WHAT TO DO:
Every entry must appear in the answer exactly as it does here.

▽

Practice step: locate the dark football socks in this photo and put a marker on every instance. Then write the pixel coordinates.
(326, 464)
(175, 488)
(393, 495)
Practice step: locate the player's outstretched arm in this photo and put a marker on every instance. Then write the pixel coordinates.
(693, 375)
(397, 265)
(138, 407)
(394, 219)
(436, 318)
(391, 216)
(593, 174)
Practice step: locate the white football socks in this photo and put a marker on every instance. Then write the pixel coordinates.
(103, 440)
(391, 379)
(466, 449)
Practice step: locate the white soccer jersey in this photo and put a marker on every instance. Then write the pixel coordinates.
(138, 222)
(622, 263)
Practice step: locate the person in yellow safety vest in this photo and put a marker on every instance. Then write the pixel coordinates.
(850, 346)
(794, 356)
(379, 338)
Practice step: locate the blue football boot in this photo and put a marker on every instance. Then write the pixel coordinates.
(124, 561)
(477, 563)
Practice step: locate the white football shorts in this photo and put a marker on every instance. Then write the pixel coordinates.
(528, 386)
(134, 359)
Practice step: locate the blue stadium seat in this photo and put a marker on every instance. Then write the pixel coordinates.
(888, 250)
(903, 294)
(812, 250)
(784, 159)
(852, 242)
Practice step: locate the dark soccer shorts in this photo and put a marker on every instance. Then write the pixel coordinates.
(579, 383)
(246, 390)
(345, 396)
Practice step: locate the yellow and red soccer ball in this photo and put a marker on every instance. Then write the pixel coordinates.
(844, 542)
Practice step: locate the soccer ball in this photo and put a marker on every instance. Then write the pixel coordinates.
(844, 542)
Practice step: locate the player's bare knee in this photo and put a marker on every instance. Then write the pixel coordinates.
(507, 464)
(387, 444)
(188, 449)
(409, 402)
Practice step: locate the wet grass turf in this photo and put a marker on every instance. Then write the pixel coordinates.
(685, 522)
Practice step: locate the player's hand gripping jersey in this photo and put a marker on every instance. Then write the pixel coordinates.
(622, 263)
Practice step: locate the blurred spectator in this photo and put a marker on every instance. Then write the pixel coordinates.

△

RESPONSE FOR THIS EXERCISE:
Practice step: locate the dark football socks in this photo and put a marker on every instance. Then write the pixel coordinates.
(326, 464)
(175, 488)
(393, 495)
Practice step: locate the player's outstretched arm in this photo and put a marker on every instance. Then write the pixel coordinates.
(693, 375)
(397, 265)
(138, 407)
(394, 219)
(436, 318)
(391, 216)
(593, 174)
Practice step: locate the white football socks in this photo and put a marker on every instance. Then write the pixel coordinates.
(103, 440)
(391, 379)
(466, 449)
Practice step: locate the white soccer jersey in this photo and put a marker on every instance. Then write the pixel coordinates.
(138, 222)
(622, 263)
Practice step: locate the person in yellow safety vest in this photo and put a marker on every instance. Then write the pixel coordinates.
(850, 346)
(794, 356)
(379, 338)
Practice step: locate the blue football boot in this photo and put a marker on every instance. Then write the pixel coordinates.
(124, 561)
(477, 563)
Practice step: locate the white football shorts in this photo and put a marker on every instance. Then write the pixel coordinates.
(528, 386)
(134, 359)
Practice step: locate the blue stadium seat in this photo and put a marker on every instance. Then write the pixel coordinates.
(888, 250)
(903, 294)
(812, 250)
(784, 159)
(852, 242)
Practice step: locate the dark soccer shorts in this photo and put a marker on every instance. Then write the pixel coordinates.
(579, 383)
(246, 390)
(345, 396)
Practice step: locate the yellow and red soccer ball in this photo and put a marker on every instance. Then write the pixel coordinates.
(844, 542)
Practice step: locate the soccer ball in this photo and put a marker on every instance. Then write the pixel coordinates.
(844, 542)
Practice step: locate the player's bare knee in this photo and put a marker on every instance. Then write the pixel coordinates.
(507, 464)
(387, 444)
(188, 449)
(409, 402)
Practice step: locate the wet grass turf in this photo and put a marker on every instance. Then write the pixel coordinates.
(685, 522)
Practice step: locate the player's hand gripping jersey in this photo and put a marker on every instance. Then write the pixel coordinates.
(622, 263)
Practice step: locate the blurred spectator in this photo and put a marker on every instance. Then write the pixel coordinates.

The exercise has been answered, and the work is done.